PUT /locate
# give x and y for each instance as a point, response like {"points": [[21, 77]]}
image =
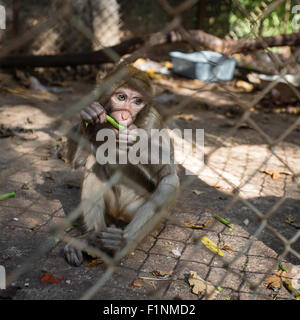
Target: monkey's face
{"points": [[125, 104]]}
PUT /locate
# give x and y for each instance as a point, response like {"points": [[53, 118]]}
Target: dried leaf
{"points": [[274, 280], [47, 277], [187, 117], [202, 287], [227, 248], [136, 283], [176, 252], [193, 225], [198, 192], [211, 246], [94, 262], [274, 174], [289, 220], [161, 273], [246, 86], [289, 286]]}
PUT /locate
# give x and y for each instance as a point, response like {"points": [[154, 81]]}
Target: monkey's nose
{"points": [[125, 115]]}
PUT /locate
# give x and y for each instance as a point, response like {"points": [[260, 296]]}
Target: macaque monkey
{"points": [[124, 208]]}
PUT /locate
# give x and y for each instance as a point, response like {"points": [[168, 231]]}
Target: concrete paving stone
{"points": [[183, 269], [159, 262], [172, 232], [193, 253], [147, 243], [239, 264], [30, 219], [256, 280], [197, 234], [249, 296], [258, 248], [165, 247], [7, 214], [180, 289], [231, 280], [261, 264], [154, 286], [46, 206], [135, 260]]}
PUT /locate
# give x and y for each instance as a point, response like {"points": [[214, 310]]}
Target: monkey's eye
{"points": [[138, 101], [121, 97]]}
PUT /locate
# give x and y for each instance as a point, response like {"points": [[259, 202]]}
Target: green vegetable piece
{"points": [[114, 122], [56, 239], [7, 195], [283, 268], [224, 221]]}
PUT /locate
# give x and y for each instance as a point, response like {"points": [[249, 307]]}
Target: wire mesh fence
{"points": [[243, 246]]}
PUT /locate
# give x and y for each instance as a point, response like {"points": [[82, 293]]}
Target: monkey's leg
{"points": [[93, 209]]}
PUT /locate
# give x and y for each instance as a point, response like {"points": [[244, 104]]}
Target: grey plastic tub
{"points": [[203, 65]]}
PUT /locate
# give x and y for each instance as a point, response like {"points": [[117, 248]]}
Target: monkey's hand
{"points": [[127, 137], [94, 113], [112, 239]]}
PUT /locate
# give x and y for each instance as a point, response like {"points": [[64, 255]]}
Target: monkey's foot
{"points": [[73, 255], [112, 239]]}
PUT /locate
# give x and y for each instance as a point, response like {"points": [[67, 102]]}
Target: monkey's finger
{"points": [[110, 236], [114, 229], [92, 113], [85, 116], [100, 111], [111, 244], [73, 255]]}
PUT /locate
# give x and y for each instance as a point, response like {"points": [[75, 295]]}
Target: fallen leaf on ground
{"points": [[246, 86], [195, 225], [283, 268], [47, 277], [294, 291], [209, 244], [186, 117], [274, 174], [198, 192], [95, 263], [222, 220], [202, 287], [161, 273], [176, 252], [136, 283], [226, 248], [274, 280]]}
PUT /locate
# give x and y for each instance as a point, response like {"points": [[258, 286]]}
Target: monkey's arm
{"points": [[163, 197]]}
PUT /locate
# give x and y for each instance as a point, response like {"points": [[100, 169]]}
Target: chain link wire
{"points": [[75, 27]]}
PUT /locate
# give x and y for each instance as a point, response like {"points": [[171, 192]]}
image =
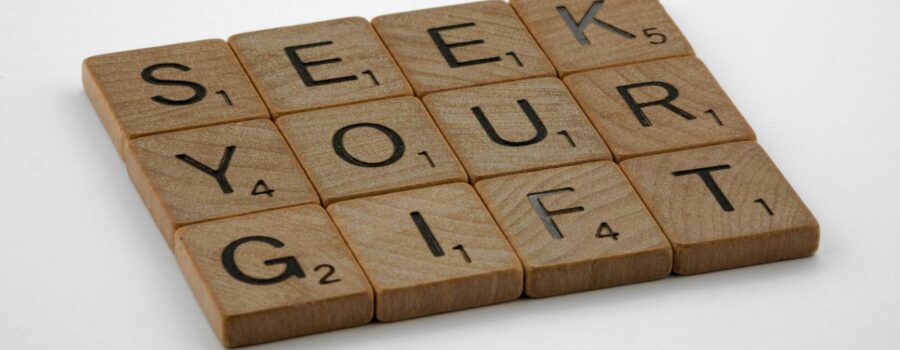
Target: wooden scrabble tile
{"points": [[658, 107], [161, 89], [319, 65], [273, 275], [465, 45], [514, 127], [214, 172], [579, 35], [371, 148], [724, 206], [578, 228], [429, 250]]}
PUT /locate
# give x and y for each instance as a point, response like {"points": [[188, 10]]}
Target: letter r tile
{"points": [[723, 207], [273, 275], [577, 228], [319, 65], [429, 250], [580, 35], [658, 107], [196, 175], [465, 45]]}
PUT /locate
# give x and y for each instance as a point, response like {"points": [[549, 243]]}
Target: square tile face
{"points": [[371, 148], [465, 45], [319, 65], [514, 127], [580, 35], [210, 173], [274, 275], [724, 206], [429, 250], [578, 228], [658, 107], [162, 89]]}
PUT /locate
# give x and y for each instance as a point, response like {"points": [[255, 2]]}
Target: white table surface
{"points": [[82, 265]]}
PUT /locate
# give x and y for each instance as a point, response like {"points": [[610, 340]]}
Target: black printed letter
{"points": [[303, 67], [199, 90], [337, 142], [446, 49], [638, 108], [705, 174], [539, 128], [218, 174], [291, 265], [579, 27], [547, 216]]}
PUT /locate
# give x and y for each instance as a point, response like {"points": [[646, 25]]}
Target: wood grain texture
{"points": [[485, 31], [178, 193], [409, 278], [268, 300], [707, 116], [337, 55], [555, 219], [758, 219], [125, 103], [632, 31], [562, 121], [419, 157]]}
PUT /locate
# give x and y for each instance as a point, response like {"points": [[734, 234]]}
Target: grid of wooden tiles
{"points": [[457, 169]]}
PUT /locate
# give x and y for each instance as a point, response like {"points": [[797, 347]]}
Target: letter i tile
{"points": [[657, 107], [429, 250]]}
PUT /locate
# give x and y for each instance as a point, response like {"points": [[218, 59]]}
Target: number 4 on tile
{"points": [[605, 231]]}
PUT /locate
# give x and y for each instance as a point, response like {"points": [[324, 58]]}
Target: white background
{"points": [[82, 265]]}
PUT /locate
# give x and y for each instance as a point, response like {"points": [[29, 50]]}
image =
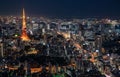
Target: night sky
{"points": [[62, 8]]}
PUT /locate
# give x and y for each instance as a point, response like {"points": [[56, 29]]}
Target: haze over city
{"points": [[62, 8]]}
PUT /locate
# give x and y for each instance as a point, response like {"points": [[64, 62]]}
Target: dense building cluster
{"points": [[60, 47]]}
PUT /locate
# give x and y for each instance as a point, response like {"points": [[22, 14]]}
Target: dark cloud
{"points": [[65, 8]]}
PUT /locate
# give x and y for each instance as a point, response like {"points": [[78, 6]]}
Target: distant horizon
{"points": [[62, 8]]}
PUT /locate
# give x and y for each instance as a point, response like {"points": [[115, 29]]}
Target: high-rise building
{"points": [[24, 35]]}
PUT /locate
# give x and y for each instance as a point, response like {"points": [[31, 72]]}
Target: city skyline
{"points": [[62, 8]]}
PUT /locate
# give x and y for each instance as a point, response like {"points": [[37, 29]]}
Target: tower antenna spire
{"points": [[24, 35]]}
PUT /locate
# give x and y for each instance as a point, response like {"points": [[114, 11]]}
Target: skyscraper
{"points": [[24, 35]]}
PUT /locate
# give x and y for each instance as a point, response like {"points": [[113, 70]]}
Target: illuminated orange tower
{"points": [[24, 35]]}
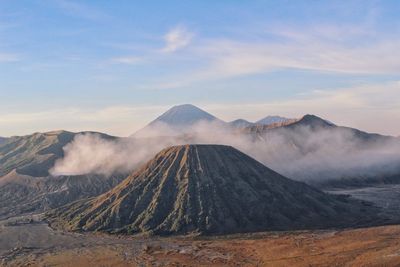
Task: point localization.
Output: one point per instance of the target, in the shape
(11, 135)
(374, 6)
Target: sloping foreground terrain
(209, 189)
(35, 244)
(26, 186)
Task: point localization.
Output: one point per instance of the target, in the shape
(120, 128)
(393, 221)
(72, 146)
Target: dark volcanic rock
(207, 189)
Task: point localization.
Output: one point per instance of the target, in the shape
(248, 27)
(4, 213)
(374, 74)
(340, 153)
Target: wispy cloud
(177, 38)
(130, 60)
(370, 107)
(79, 9)
(6, 57)
(323, 48)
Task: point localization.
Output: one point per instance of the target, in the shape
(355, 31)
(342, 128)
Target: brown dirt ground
(377, 246)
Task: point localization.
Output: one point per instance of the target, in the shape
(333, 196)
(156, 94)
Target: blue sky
(112, 66)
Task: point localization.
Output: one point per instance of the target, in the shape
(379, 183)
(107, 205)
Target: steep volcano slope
(35, 154)
(207, 189)
(25, 182)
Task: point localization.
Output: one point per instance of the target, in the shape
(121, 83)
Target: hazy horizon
(102, 66)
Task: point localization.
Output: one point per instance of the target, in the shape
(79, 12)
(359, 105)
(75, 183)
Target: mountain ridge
(206, 189)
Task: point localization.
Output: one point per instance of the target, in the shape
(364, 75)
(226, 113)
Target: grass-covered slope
(208, 189)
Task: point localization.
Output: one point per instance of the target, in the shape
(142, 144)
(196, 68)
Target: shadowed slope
(207, 189)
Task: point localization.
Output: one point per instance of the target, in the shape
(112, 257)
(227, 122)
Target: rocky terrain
(209, 189)
(26, 186)
(26, 242)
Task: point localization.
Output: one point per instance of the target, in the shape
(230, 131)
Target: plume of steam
(301, 153)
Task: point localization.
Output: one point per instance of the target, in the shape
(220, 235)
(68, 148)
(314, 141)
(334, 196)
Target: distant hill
(208, 189)
(240, 123)
(35, 154)
(177, 120)
(271, 120)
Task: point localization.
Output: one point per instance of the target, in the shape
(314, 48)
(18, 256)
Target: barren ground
(34, 244)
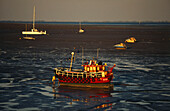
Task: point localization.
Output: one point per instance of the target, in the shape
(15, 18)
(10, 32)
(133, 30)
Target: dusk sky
(85, 10)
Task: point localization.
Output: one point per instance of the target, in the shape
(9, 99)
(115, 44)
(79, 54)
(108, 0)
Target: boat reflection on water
(88, 98)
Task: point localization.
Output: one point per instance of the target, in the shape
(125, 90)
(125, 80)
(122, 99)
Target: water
(141, 83)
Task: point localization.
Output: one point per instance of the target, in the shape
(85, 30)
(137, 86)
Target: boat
(26, 37)
(120, 46)
(130, 40)
(34, 31)
(92, 75)
(80, 29)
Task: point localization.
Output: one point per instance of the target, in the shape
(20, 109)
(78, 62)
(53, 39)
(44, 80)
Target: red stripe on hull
(64, 79)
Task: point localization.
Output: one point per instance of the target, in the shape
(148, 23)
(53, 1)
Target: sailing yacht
(27, 37)
(81, 30)
(34, 31)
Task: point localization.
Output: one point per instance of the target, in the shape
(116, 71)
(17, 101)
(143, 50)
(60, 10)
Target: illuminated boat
(120, 46)
(34, 31)
(81, 30)
(92, 75)
(27, 38)
(130, 40)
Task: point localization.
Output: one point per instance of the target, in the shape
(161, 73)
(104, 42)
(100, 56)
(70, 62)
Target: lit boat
(34, 31)
(81, 30)
(92, 75)
(120, 46)
(27, 38)
(130, 40)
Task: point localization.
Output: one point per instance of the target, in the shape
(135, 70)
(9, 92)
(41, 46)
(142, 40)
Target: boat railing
· · · · ·
§ WHAT YOU WILL DO: From the line containing "Target: illuminated boat" to the last line of the material, please quote every line exactly and only those.

§ WRITTEN SOLUTION:
Target: illuminated boat
(120, 46)
(34, 31)
(81, 30)
(92, 75)
(27, 38)
(130, 40)
Task: point localization.
Output: one point per instance of the target, in the shape
(161, 73)
(104, 42)
(100, 56)
(70, 62)
Target: lit boat
(34, 31)
(81, 30)
(92, 75)
(120, 46)
(27, 38)
(130, 40)
Task: point localization.
Output: one point per instance of the target, in the shape
(135, 70)
(9, 92)
(41, 46)
(142, 40)
Target: boat railing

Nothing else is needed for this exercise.